Given exercise: Please put every line of the records below into a Markdown table with the columns Row and Line, numbering the rows and leaving out blank lines.

— BEGIN Entries provided —

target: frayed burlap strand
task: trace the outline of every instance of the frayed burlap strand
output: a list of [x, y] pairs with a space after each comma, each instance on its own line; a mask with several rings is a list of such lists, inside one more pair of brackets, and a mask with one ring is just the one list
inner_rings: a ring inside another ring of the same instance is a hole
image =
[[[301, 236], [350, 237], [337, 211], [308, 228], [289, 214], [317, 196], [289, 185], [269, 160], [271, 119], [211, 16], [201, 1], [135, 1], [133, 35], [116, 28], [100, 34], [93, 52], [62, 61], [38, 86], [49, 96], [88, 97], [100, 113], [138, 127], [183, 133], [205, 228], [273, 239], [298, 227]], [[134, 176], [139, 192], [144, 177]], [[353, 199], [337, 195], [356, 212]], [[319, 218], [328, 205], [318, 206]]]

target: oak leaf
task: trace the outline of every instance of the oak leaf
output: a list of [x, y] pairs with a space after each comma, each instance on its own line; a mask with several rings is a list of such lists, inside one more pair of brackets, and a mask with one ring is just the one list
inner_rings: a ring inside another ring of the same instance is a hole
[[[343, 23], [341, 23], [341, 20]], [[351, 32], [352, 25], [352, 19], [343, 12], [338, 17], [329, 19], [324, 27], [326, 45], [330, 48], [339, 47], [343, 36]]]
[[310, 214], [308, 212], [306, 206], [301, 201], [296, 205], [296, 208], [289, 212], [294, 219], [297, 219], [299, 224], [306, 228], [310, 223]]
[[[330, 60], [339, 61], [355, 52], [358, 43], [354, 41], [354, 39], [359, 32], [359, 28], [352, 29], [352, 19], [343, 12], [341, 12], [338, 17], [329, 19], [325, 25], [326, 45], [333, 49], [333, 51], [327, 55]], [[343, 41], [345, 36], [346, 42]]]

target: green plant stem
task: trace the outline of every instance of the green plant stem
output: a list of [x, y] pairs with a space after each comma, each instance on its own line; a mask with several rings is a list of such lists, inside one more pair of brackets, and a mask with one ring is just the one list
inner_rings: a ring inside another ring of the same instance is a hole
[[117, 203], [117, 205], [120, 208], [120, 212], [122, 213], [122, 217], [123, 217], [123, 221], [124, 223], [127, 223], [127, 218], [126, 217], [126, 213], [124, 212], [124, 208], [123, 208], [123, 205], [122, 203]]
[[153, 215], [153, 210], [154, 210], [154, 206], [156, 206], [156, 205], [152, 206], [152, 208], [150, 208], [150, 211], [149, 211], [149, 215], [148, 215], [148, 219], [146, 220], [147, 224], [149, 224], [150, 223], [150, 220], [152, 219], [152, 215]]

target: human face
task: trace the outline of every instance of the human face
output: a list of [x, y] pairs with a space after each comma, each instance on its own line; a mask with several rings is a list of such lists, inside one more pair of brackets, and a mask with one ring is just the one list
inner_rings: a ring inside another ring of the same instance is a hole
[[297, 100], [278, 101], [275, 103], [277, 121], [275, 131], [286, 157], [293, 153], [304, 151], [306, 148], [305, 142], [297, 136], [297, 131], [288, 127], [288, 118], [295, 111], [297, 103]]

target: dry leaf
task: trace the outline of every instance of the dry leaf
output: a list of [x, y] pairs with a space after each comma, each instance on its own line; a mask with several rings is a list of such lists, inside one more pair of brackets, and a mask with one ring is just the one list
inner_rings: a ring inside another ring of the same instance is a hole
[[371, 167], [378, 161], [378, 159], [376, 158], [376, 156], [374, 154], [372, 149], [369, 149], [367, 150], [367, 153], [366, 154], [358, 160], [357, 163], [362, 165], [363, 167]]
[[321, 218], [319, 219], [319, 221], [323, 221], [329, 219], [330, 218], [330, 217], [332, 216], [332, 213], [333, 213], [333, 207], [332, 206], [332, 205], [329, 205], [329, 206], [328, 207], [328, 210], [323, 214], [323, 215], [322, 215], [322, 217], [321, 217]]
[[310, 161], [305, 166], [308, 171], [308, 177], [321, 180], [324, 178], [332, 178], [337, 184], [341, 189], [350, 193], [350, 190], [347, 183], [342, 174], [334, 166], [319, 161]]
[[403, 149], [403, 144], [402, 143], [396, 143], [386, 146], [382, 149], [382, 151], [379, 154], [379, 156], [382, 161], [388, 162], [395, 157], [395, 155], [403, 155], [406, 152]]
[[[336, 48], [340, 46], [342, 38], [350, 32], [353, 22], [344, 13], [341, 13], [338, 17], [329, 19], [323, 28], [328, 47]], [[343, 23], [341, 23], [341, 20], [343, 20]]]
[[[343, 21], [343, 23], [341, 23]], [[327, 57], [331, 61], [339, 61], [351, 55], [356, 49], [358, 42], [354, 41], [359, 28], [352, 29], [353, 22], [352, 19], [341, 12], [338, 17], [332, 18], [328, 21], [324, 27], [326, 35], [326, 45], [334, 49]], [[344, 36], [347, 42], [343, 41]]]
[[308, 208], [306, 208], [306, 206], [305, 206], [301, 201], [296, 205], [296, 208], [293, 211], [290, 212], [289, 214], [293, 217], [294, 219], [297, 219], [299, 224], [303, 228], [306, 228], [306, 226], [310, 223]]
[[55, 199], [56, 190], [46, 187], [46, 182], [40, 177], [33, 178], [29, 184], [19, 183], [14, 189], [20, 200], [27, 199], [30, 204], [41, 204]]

— END Entries provided —

Response to this exercise:
| Row | Line |
|---|---|
| 1 | target: frayed burlap strand |
| 2 | task: trace the outline of every instance of the frayed burlap strand |
| 3 | output: a list of [x, y] pairs with a space after each comma, each instance on its own line; a mask with several rings is a list of such lists, inside one more pair of brackets, and a mask with one ring is just the one list |
| 4 | inner_rings: a ring inside another ring of the same instance is a hole |
| 5 | image = |
| 6 | [[[301, 236], [350, 237], [337, 211], [308, 228], [289, 214], [317, 196], [289, 185], [269, 160], [271, 119], [211, 16], [201, 1], [135, 1], [133, 35], [116, 28], [100, 34], [93, 52], [62, 61], [38, 86], [49, 96], [88, 97], [100, 113], [138, 127], [183, 133], [205, 228], [273, 239], [298, 227]], [[134, 176], [139, 192], [144, 177]], [[353, 199], [337, 195], [356, 212]], [[319, 218], [328, 205], [318, 206]]] |
| 7 | target: oak leaf |
| 8 | task: trace the outline of every instance of the oak leaf |
| 9 | output: a list of [x, y] pairs with a space after each comma, each instance on its own line; a mask with several rings is a list of such lists, inside one more pair of brackets, and a mask with one ring is just the one list |
| 10 | inner_rings: a ring inside another ring of the same instance is a hole |
| 11 | [[[343, 23], [341, 23], [341, 20]], [[351, 32], [352, 25], [352, 19], [343, 12], [338, 17], [329, 19], [324, 27], [326, 45], [330, 48], [339, 47], [343, 36]]] |
| 12 | [[310, 214], [308, 212], [306, 206], [301, 201], [296, 205], [296, 208], [289, 212], [294, 219], [297, 219], [299, 224], [306, 228], [310, 223]] |
| 13 | [[[330, 60], [339, 61], [355, 52], [358, 43], [354, 41], [354, 39], [359, 32], [359, 28], [352, 29], [352, 19], [343, 12], [341, 12], [338, 17], [329, 19], [325, 25], [326, 45], [333, 49], [333, 51], [327, 55]], [[343, 41], [345, 36], [346, 42]]] |
| 14 | target: green plant stem |
| 15 | task: trace the outline of every instance of the green plant stem |
| 16 | output: a list of [x, y] pairs with a space after each comma, each instance on its own line; a mask with several rings is a list of such lists, inside one more pair of brackets, and a mask with one ring is just the one list |
| 17 | inner_rings: a ring inside another ring of the same instance is a hole |
| 18 | [[117, 203], [117, 205], [120, 208], [120, 212], [122, 213], [122, 217], [123, 217], [123, 221], [124, 223], [127, 223], [127, 218], [126, 217], [126, 213], [124, 212], [124, 208], [123, 208], [123, 205], [122, 203]] |
| 19 | [[153, 215], [153, 210], [154, 210], [154, 206], [156, 206], [156, 205], [152, 206], [152, 208], [150, 208], [150, 211], [149, 211], [149, 215], [148, 215], [148, 219], [146, 220], [147, 224], [149, 224], [150, 223], [150, 220], [152, 219], [152, 215]] |
| 20 | target: human face |
| 21 | task: trace the outline of every instance of the human face |
| 22 | output: a list of [x, y] pairs with a space after each comma, each instance on its own line; a mask with several rings is a list of such lists, inside one more pair of brackets, and a mask with one ring is just the one list |
| 23 | inner_rings: a ring inside another ring of the same instance is a hole |
| 24 | [[297, 100], [278, 101], [275, 103], [277, 121], [275, 131], [286, 157], [293, 153], [304, 151], [306, 148], [305, 142], [297, 136], [297, 131], [288, 127], [288, 118], [295, 111], [297, 103]] |
| 25 | target: dry leaf |
| 26 | task: trace the outline of every instance of the dry leaf |
| 27 | output: a list of [x, y] pairs with a space after each comma, each instance on its own line; a mask with several rings is a list of such lists, inside one more pair of brackets, and a mask with one ring is just the one list |
| 28 | inner_rings: a ring inside another ring of the same instance is a hole |
| 29 | [[371, 167], [378, 161], [378, 159], [376, 158], [376, 156], [374, 154], [372, 149], [369, 149], [367, 150], [367, 153], [366, 154], [358, 160], [357, 163], [362, 165], [363, 167]] |
| 30 | [[321, 218], [319, 219], [319, 221], [323, 221], [329, 219], [330, 218], [330, 217], [332, 216], [332, 213], [333, 213], [333, 207], [332, 206], [332, 205], [329, 205], [329, 206], [328, 207], [328, 210], [323, 214], [323, 215], [322, 215], [322, 217], [321, 217]] |
| 31 | [[310, 161], [305, 166], [308, 171], [308, 177], [321, 180], [324, 178], [332, 178], [337, 184], [341, 189], [350, 193], [350, 190], [347, 183], [342, 174], [334, 166], [319, 161]] |
| 32 | [[403, 149], [403, 144], [402, 143], [396, 143], [386, 146], [382, 149], [382, 151], [379, 154], [379, 156], [382, 161], [388, 162], [395, 157], [395, 155], [403, 155], [406, 152]] |
| 33 | [[[336, 48], [340, 46], [342, 38], [350, 32], [353, 22], [344, 13], [341, 13], [338, 17], [329, 19], [323, 28], [328, 47]], [[343, 23], [341, 23], [341, 20], [343, 20]]] |
| 34 | [[[343, 21], [343, 23], [341, 23]], [[327, 57], [331, 61], [339, 61], [351, 55], [356, 49], [358, 42], [354, 41], [359, 28], [352, 29], [353, 22], [352, 19], [341, 12], [338, 17], [332, 18], [328, 21], [324, 27], [326, 35], [326, 45], [334, 49]], [[344, 36], [347, 42], [343, 41]]] |
| 35 | [[308, 208], [306, 208], [306, 206], [305, 206], [301, 201], [296, 205], [296, 208], [293, 211], [290, 212], [289, 214], [293, 217], [294, 219], [297, 219], [299, 224], [303, 228], [306, 228], [306, 226], [310, 223]] |
| 36 | [[55, 199], [56, 190], [46, 187], [46, 182], [40, 177], [33, 178], [29, 184], [19, 183], [14, 189], [20, 200], [27, 199], [30, 204], [41, 204]] |